[START OF Raw records]
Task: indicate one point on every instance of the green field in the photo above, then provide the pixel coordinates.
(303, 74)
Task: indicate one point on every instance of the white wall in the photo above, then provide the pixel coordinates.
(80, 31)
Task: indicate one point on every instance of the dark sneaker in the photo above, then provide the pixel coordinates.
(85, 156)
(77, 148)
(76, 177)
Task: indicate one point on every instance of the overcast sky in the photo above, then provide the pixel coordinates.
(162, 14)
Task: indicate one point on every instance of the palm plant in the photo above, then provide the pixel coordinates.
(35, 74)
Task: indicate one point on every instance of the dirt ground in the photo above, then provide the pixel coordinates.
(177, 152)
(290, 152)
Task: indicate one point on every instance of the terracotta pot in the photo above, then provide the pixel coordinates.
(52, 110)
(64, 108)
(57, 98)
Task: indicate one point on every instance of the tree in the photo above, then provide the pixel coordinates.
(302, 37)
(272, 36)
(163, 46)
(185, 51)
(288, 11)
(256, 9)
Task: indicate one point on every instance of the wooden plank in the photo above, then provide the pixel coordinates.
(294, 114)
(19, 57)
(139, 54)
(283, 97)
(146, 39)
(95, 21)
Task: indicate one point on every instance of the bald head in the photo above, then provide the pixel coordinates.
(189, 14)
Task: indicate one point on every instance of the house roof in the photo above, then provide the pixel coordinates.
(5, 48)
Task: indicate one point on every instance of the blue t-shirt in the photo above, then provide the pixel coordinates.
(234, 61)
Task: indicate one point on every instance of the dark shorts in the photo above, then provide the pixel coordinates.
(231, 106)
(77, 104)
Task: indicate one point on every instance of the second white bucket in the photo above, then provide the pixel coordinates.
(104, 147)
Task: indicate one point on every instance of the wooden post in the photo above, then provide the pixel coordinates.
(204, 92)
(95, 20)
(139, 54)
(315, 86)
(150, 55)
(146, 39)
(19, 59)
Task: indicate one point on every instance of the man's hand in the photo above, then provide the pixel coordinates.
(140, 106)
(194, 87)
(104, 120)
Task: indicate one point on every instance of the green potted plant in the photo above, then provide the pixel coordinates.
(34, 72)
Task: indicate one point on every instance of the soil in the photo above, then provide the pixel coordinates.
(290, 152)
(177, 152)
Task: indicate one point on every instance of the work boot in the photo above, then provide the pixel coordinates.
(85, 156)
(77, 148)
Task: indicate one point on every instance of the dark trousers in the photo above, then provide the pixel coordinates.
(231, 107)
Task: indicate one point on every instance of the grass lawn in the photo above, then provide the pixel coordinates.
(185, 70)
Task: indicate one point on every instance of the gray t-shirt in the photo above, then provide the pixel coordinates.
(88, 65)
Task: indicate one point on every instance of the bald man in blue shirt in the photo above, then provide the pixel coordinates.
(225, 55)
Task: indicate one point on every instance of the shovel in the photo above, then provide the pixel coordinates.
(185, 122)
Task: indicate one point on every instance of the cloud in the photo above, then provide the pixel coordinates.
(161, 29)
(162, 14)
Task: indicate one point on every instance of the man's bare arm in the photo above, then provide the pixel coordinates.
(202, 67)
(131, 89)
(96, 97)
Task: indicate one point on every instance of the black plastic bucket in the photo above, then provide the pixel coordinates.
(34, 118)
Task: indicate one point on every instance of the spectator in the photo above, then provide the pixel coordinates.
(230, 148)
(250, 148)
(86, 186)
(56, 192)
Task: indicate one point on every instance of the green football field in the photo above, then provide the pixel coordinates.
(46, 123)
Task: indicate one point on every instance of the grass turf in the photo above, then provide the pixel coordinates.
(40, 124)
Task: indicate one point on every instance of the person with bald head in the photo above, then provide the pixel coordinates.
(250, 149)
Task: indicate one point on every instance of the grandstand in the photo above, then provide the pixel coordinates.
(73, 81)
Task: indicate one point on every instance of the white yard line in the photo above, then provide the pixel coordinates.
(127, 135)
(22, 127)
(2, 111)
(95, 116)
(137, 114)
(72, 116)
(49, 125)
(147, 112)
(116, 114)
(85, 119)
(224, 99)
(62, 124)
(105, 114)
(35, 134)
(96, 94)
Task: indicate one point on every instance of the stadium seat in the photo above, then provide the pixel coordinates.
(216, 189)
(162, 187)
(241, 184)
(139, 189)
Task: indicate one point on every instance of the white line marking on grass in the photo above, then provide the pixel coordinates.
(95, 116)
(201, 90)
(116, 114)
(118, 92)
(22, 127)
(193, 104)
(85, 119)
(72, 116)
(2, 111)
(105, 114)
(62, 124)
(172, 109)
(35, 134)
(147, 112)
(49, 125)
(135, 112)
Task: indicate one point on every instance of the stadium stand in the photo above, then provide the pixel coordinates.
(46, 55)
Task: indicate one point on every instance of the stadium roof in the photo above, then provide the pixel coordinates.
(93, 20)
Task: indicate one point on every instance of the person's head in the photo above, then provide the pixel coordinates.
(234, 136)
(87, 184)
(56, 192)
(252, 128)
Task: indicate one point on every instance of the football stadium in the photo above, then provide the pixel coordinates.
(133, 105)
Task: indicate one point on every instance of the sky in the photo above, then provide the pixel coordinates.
[END OF Raw records]
[START OF Raw records]
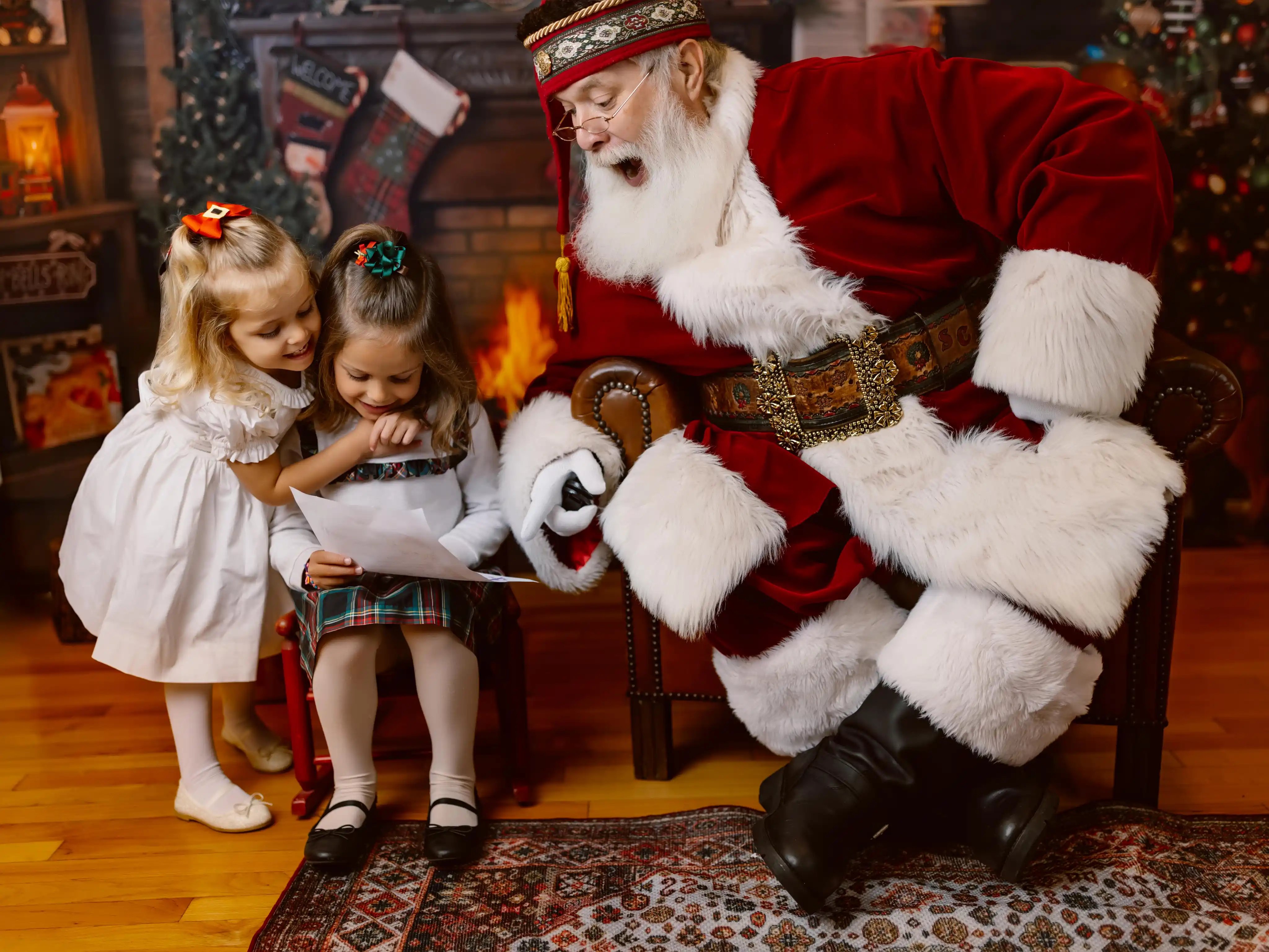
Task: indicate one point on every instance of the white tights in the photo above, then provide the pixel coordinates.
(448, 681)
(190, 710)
[END OF Raw records]
Identify every line in the entries above that contains the string "football", and reproduce each such line in full. The match is case-sensitive.

Solution for this problem:
Task: indicate one point on every instance of the green football field in the photo above, then provide the pixel coordinates.
Task: indicate one point on every instance of the football stadium in the photo above, then provide the pixel coordinates.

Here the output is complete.